**OBJECTIVE:**
Could you render the data below as a JSON list of strings, one string per line, leaving out any blank lines?

**MATERIAL:**
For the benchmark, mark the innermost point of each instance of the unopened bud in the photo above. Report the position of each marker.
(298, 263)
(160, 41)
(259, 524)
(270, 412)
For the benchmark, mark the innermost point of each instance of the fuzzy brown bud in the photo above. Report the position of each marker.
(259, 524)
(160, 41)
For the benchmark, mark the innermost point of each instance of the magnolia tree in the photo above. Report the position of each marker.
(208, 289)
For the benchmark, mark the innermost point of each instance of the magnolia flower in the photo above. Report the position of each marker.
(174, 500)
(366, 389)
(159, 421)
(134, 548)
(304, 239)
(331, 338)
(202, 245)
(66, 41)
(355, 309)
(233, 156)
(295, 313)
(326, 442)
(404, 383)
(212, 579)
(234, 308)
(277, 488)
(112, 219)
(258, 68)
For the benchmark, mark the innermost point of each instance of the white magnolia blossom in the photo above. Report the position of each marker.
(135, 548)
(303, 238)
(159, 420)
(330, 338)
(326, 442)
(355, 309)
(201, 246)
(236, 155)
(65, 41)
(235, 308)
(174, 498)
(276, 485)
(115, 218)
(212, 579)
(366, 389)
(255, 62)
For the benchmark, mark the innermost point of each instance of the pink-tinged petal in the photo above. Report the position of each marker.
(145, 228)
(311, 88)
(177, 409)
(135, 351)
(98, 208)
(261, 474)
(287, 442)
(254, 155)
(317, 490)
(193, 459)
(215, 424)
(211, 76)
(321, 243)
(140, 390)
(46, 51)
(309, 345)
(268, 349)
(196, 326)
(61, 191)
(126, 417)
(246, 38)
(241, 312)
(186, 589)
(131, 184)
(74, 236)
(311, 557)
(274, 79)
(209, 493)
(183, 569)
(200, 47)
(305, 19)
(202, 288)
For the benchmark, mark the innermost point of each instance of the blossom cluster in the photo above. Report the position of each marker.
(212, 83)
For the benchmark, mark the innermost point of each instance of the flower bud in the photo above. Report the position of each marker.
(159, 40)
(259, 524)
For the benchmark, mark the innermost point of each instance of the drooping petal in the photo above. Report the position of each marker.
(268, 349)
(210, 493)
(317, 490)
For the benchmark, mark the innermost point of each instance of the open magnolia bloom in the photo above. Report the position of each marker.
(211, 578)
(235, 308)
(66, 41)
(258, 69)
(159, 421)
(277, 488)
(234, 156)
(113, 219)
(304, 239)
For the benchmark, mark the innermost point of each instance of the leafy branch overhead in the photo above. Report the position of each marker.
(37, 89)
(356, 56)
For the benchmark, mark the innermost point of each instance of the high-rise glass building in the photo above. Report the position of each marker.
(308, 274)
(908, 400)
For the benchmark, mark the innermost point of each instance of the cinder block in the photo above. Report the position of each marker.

**EXERCISE OUTPUT:**
[
  "For the benchmark, mark the innermost point of each instance of the unopened bud in the photo above. Report the position of each marker.",
  "(298, 263)",
  "(160, 41)",
  "(259, 524)",
  "(270, 412)",
  "For the benchmark, mark the innermost point of each instance of the fuzzy brown bud in the photo above. Report the position of each marker.",
  "(259, 524)",
  "(160, 41)",
  "For the benchmark, mark the innermost point of each instance of the magnolia tree in the photo above. Report the position of each marker.",
  "(208, 289)",
  "For the benchmark, mark the innermost point of each instance of the magnolia flower in the photo above. Report the position of each marker.",
  "(174, 500)",
  "(366, 389)",
  "(159, 421)",
  "(134, 548)",
  "(304, 239)",
  "(331, 338)",
  "(202, 245)",
  "(66, 41)",
  "(355, 309)",
  "(233, 156)",
  "(295, 313)",
  "(326, 442)",
  "(404, 383)",
  "(212, 579)",
  "(234, 308)",
  "(277, 488)",
  "(112, 219)",
  "(258, 68)",
  "For the benchmark, mark the innermost point of each instance of the white magnolia blossom in the photo above. Report the position of each marker.",
  "(135, 548)",
  "(303, 238)",
  "(159, 420)",
  "(330, 338)",
  "(326, 442)",
  "(355, 309)",
  "(201, 246)",
  "(236, 155)",
  "(65, 41)",
  "(235, 308)",
  "(174, 498)",
  "(276, 485)",
  "(115, 218)",
  "(212, 579)",
  "(366, 389)",
  "(255, 62)",
  "For the benchmark, mark the innermost point of each instance of the pink-tinged petal in the photo above. Report the position of each marker.",
  "(145, 228)",
  "(311, 88)",
  "(177, 409)",
  "(135, 351)",
  "(98, 208)",
  "(261, 474)",
  "(287, 442)",
  "(254, 155)",
  "(317, 490)",
  "(193, 459)",
  "(215, 424)",
  "(211, 76)",
  "(321, 243)",
  "(140, 390)",
  "(46, 51)",
  "(309, 345)",
  "(268, 349)",
  "(196, 326)",
  "(61, 191)",
  "(126, 417)",
  "(246, 38)",
  "(241, 312)",
  "(186, 589)",
  "(131, 184)",
  "(74, 236)",
  "(311, 557)",
  "(274, 79)",
  "(209, 493)",
  "(183, 569)",
  "(200, 47)",
  "(305, 19)",
  "(202, 288)",
  "For the benchmark, mark the innermost point of each instance of the blossom cluster in the photo above. Report the position of each marker.",
  "(212, 83)",
  "For the benchmark, mark the innermost point of each instance of the flower bud in the photo above. Report the position of each marker.",
  "(159, 40)",
  "(259, 524)",
  "For the benchmark, mark the innermost point of each instance of the drooping petal in the photo above. Report the position of each marker.",
  "(268, 349)",
  "(210, 493)",
  "(317, 490)",
  "For the benchmark, mark the innermost point of each instance of the open magnolia bloom in the photo above. Report the position of each marker.",
  "(211, 578)",
  "(235, 308)",
  "(66, 41)",
  "(258, 69)",
  "(159, 421)",
  "(277, 488)",
  "(234, 156)",
  "(113, 219)",
  "(304, 239)",
  "For the benchmark, mark the innermost point of each instance of the leafy branch overhead in the photo above. Report the position of each marker.",
  "(37, 89)",
  "(356, 56)",
  "For the benchmark, mark the innermost point of each instance of the high-rise glass building in the photo above. Report the position of each marker.",
  "(308, 274)",
  "(908, 400)",
  "For the benchmark, mark the innermost point of each instance of the cinder block in the photo above. Report the position of each marker."
]